Extrait du document -
################

Dygest vous propose des résumés selectionnés et vulgarisés par la communauté universitaire.
Voici le résumé de l'un d'entre eux.
de Richard H. Thaler et Cass R. Sunstein
Comment nous aider à prendre chaque jour les bonnes décisions sans aucune contrainte ? Voilà la question à laquelle répondent Richard H. Thaler et Cass R. Sunstein en proposant une méthode douce qui laisse à chacun la liberté de choisir. Plutôt que de contraindre, cette méthode défend l’idée de petits « coups de pouce » (ou « nudge ») qui influent sur notre comportement pour nous aider à prendre la bonne décision. Cette forme de paternalisme libertaire peut s’appliquer à tous les domaines de la vie courante, que ce soit pour adopter une meilleure conduite sur la route, pour limiter notre consommation d’énergie, ou encore pour choisir un crédit bancaire.
L’économie standard repose sur l’hypothèse de rationalité individuelle avec le concept d’homo economicus, c’est-à-dire une représentation abstraite de l’individu qui, sachant analyser et anticiper les événements, ne prendrait que des décisions optimales.
L’économie comportementale, discipline qui s’est développée à la fin du XXe siècle, refonde l'analyse économique sur les comportements réels des êtres humains en remettant en cause cette hypothèse. La rationalité des individus serait au contraire limitée : ils commettent des erreurs de jugement et d’anticipations, et ne prennent pas toujours les bonnes décisions. L’ouvrage de Thaler et Sunstein s’inscrit dans le champ de l’économie comportementale, et s’appuie sur la rationalité limitée des individus pour défendre un modèle de paternalisme libertaire.
En effet, ils défendent l’idée selon laquelle il faut guider l’individu pour prendre de meilleures décisions (pour eux-mêmes ou pour la société) qu’ils ne le feraient seuls. Pour ce faire, ils suggèrent une méthode d’incitation douce, c’est-à-dire sans contrainte, qui prend la forme de « coups de pouce » ou « coups de coude », (nudge en anglais). Le champ des nudges est illimité, il touche à tous les domaines de l’économie et de la société, tant dans le secteur public que le secteur privé.
L’économie standard présume que les individus sont des homo economicus. Autrement dit, « chacun d’entre nous pense et choisit sans jamais se tromper, en toutes circonstances ».
Pour Thaler et Sunstein, au contraire, les individus sont de simples mortels : ils peuvent donc se tromper et prendre de mauvaises décisions. Ils opposent les simples mortels aux écônes, représentation abstraite de l’individu dont les prévisions ne seraient pas systématiquement biaisées (une forme d’homo economicus). Par exemple, à la différence des écônes, les simples mortels ont une tendance à toujours faire preuve d’un optimisme irréaliste pour estimer le temps nécessaire à la réalisation d’un projet.

################

Entrées présentées -

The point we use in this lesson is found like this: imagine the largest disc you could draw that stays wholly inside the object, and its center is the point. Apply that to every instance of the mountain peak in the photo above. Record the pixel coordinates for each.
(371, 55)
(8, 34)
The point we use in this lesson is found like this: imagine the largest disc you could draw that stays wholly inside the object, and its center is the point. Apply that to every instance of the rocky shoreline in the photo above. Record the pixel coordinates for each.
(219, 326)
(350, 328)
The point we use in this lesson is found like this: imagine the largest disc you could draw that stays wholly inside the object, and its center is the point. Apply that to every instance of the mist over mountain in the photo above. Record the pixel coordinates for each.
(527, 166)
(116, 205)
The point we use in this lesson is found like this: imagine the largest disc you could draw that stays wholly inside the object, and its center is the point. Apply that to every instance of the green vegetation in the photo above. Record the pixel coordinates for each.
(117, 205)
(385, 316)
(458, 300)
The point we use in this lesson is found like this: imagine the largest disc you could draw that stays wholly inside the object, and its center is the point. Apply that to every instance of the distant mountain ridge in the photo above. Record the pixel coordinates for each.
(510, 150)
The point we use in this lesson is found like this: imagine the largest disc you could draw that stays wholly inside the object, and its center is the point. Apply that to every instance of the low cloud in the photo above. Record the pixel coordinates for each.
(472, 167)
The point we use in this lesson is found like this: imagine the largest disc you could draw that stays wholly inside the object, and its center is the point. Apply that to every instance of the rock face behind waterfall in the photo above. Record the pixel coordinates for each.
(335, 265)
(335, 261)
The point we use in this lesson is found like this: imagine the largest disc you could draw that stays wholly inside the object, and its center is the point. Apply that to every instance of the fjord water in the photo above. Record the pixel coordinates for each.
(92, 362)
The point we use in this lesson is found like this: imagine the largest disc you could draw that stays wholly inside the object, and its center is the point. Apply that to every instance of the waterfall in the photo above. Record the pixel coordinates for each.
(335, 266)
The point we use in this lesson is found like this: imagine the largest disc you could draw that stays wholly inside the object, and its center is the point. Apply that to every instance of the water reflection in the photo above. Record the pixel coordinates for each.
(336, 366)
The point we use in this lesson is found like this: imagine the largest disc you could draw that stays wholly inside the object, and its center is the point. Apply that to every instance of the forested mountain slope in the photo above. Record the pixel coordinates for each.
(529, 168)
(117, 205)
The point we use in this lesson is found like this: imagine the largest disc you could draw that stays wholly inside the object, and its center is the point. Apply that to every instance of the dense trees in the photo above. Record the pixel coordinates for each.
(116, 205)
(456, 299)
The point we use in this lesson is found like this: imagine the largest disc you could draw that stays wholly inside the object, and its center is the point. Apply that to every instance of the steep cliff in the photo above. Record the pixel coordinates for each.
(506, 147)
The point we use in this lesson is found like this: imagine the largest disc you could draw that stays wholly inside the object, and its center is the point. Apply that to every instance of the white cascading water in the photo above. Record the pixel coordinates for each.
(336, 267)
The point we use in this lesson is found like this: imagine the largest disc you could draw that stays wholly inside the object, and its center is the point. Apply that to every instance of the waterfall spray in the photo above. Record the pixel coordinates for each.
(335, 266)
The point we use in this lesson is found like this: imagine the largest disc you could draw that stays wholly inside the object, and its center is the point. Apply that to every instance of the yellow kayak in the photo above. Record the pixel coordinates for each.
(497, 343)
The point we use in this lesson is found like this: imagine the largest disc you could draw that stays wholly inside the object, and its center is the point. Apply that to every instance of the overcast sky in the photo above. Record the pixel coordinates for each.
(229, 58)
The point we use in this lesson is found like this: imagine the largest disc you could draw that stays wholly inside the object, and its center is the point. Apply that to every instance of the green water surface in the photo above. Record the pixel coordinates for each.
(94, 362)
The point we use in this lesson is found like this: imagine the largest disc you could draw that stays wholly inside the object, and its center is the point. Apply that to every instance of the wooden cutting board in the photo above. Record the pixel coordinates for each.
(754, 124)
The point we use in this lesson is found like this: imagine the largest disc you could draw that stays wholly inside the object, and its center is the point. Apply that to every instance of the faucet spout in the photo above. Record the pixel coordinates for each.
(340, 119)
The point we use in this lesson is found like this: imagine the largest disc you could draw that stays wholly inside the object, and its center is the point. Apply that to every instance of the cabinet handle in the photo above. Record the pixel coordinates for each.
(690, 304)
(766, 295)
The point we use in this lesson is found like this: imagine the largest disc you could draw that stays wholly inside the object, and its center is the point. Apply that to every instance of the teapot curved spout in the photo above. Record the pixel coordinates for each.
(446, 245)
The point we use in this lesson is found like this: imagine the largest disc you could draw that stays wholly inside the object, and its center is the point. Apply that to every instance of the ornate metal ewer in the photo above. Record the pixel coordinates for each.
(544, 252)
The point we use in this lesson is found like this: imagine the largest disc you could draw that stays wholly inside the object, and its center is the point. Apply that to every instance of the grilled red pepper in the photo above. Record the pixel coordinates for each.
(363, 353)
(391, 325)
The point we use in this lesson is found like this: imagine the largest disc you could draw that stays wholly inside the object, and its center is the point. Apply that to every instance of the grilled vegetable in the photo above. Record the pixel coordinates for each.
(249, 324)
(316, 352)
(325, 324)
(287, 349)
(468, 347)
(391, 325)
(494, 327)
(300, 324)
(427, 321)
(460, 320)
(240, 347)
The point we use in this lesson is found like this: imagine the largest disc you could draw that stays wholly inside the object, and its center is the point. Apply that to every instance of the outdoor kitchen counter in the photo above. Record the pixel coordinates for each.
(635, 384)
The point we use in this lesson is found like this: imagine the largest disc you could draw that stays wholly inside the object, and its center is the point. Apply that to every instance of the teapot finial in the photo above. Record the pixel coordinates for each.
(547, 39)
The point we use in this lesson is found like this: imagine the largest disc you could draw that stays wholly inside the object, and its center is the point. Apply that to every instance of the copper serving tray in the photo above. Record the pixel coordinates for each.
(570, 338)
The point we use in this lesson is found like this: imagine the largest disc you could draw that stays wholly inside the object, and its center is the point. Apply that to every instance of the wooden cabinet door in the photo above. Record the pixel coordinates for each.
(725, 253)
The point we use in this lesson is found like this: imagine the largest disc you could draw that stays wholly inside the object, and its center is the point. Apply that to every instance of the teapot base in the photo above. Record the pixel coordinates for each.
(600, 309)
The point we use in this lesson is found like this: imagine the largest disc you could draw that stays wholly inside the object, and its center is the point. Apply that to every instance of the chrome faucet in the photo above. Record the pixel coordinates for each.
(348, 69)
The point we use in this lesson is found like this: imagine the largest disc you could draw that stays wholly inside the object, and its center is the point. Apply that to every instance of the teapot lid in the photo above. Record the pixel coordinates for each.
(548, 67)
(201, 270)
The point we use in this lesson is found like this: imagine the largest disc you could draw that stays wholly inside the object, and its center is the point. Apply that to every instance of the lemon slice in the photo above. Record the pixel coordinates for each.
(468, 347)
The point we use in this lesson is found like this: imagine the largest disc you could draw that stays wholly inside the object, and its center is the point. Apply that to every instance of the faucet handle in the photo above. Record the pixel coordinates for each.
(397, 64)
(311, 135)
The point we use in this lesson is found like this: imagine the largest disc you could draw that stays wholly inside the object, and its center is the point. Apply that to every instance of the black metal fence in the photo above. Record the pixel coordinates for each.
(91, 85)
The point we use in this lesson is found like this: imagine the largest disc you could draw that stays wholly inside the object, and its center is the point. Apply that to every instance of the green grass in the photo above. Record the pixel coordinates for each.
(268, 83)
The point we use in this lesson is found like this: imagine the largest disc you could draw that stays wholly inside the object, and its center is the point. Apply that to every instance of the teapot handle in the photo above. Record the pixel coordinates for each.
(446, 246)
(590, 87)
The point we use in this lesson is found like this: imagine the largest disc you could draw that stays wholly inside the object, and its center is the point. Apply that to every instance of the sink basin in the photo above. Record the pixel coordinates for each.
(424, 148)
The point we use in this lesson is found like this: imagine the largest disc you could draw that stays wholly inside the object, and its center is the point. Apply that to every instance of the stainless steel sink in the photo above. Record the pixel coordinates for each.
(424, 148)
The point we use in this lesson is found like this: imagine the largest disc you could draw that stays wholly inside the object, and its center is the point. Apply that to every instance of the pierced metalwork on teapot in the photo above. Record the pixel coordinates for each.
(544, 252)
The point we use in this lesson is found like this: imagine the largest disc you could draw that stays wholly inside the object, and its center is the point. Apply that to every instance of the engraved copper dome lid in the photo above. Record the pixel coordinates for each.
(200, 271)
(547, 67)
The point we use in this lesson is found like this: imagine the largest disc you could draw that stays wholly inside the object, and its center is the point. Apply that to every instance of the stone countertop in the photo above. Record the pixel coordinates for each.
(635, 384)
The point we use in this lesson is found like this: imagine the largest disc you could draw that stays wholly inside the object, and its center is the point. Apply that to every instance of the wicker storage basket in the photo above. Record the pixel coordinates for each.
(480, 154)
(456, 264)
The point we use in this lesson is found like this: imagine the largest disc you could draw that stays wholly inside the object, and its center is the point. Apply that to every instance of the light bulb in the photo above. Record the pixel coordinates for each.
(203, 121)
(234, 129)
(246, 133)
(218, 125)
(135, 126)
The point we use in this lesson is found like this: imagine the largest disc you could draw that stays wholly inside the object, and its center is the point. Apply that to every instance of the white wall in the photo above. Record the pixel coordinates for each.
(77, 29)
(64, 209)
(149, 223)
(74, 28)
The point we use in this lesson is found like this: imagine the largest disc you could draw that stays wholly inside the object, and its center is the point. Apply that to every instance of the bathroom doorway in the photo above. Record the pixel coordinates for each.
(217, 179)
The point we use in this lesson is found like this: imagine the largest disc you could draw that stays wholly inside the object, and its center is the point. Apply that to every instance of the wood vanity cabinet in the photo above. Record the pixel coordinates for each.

################

Série de tâches -
1. Recopiez sans rien changer le passage de l'extrait du document qui commence par « L’économie comportementale, discipline » et se poursuit jusqu'à « de paternalisme libertaire. ».
2. Les affirmations suivantes sont-elles conformes à l'extrait du document ? Répondez par oui ou par non et citez chaque fois les mots du texte qui tranchent.
(a) L'économie comportementale s'est développée à la fin du XXe siècle.
(b) Pour Thaler et Sunstein, le champ des nudges se limite au secteur public.
(c) Les écônes ont des prévisions systématiquement biaisées.

Corrigés par tâche -
1.
L’économie comportementale, discipline qui s’est développée à la fin du XXe siècle, refonde l'analyse économique sur les comportements réels des êtres humains en remettant en cause cette hypothèse. La rationalité des individus serait au contraire limitée : ils commettent des erreurs de jugement et d’anticipations, et ne prennent pas toujours les bonnes décisions. L’ouvrage de Thaler et Sunstein s’inscrit dans le champ de l’économie comportementale, et s’appuie sur la rationalité limitée des individus pour défendre un modèle de paternalisme libertaire.

2.
(a) Oui : « L’économie comportementale, discipline qui s’est développée à la fin du XXe siècle ».
(b) Non : « tant dans le secteur public que le secteur privé ».
(c) Non : « dont les prévisions ne seraient pas systématiquement biaisées ».